Page excerpt:

About mid-morning about 12 councilors went into the back and stated to figure out how to mobilize. They needed to be in the community. A clipboard was passed around but that wasn’t going to work. Someone suggested Google Docs to get organized. A spreadsheet was created. Lindsay began to sign people up, getting their contact information. The Zebra Coalition right across the street donated their crisis hotline. People were sent to the hotel across the street from ORMC where the families were hoping to hear news about their loved ones. They also needed an off site location. The Center was getting insanely crowded. That off site location became Christ’s Church on Robinson.

The Google Doc which she ran had contact information and then tabs for the different sites and different shifts. For the first day, Sunday, She tried to schedule people. It was too much for her to handle alone. She was there until 11Pm on Sunday. She decided to just put the spreadsheet out into the world, and let people sign up virtually. She added new tabs as needed. The document was editable. It went out on all the Facebook pages that counselors are a part of. Her phone blew up with call from all over the country. She was texting, e-mailing and calling out information to everyone to sign in on the Google Doc. She was up until 2AM. Over 700 people signed up. There were about 1000 interactions between June 12 and July 4th.

By Monday they were going to the LGBT clubs, Parliament House, Southern Nights, Savoy, Stonewall, because that is where the community gathers when they need support. That is our safe space. Councilors were at the clubs until midnight. The mental health community wrapped their arm around the LGBT community and said, we are here. They provided support and connected people to counseling. Two Spirit began offering services for free and the Center got their counseling mobilized. Another Google Doc was created where she asked all who had signed up, what they were willing to offer the community. That document went to what became the United Orlando Assistance Center and to the Center as a counseling resource guide.

Tasks:
1) Duplicate the portion of the account of the counseling response in Orlando between "By Monday they" and "counseling resource guide.", inclusive.
2) Go on with the account of the counseling response in Orlando, starting after its final sentence.
The listing after this account of the counseling response in Orlando comes from a separate source.

Recorded information:
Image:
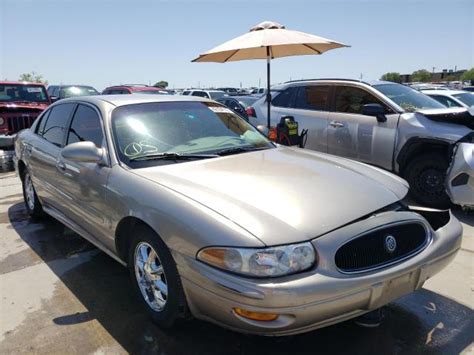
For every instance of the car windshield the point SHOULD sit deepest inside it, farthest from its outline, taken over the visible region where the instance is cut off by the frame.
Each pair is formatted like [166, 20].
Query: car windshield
[407, 98]
[217, 94]
[151, 129]
[72, 91]
[465, 97]
[19, 92]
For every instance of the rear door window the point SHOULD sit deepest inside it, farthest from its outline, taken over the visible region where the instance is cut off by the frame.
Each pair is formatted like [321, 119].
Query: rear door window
[86, 127]
[41, 124]
[350, 99]
[313, 97]
[55, 126]
[285, 98]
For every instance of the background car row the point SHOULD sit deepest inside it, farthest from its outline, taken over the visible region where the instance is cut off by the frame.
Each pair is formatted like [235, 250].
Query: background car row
[410, 134]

Responses in order:
1)
By Monday they were going to the LGBT clubs, Parliament House, Southern Nights, Savoy, Stonewall, because that is where the community gathers when they need support. That is our safe space. Councilors were at the clubs until midnight. The mental health community wrapped their arm around the LGBT community and said, we are here. They provided support and connected people to counseling. Two Spirit began offering services for free and the Center got their counseling mobilized. Another Google Doc was created where she asked all who had signed up, what they were willing to offer the community. That document went to what became the United Orlando Assistance Center and to the Center as a counseling resource guide.

2)
 

Phil Raia: A Look Back at Stonewall

Phil Raia is an activist. 18 transsexual women of color were murdered and that is not being addressed. Transsexuals were barred from the military under the Trump administration. Religious rights were being put in the forefront ahead of human rights. The country was founded on the separation of church and state. When religious leaders preach sermons of hate and are embraced by the political elite that is concerning.

He went to NYC to attend a protest where about 50,000 people marched from Christopher Street up to Central Park. The main Pride Parade was a commercial enterprise and he preferred to be with old friends who raised their voices against injustice. The event was in honor of the 50th anniversary of Stonewall. He knows some of the people who were a part of Stonewall. Stonewall was a raid on a club. He had been there many times. He lived across from the club on Christopher Street.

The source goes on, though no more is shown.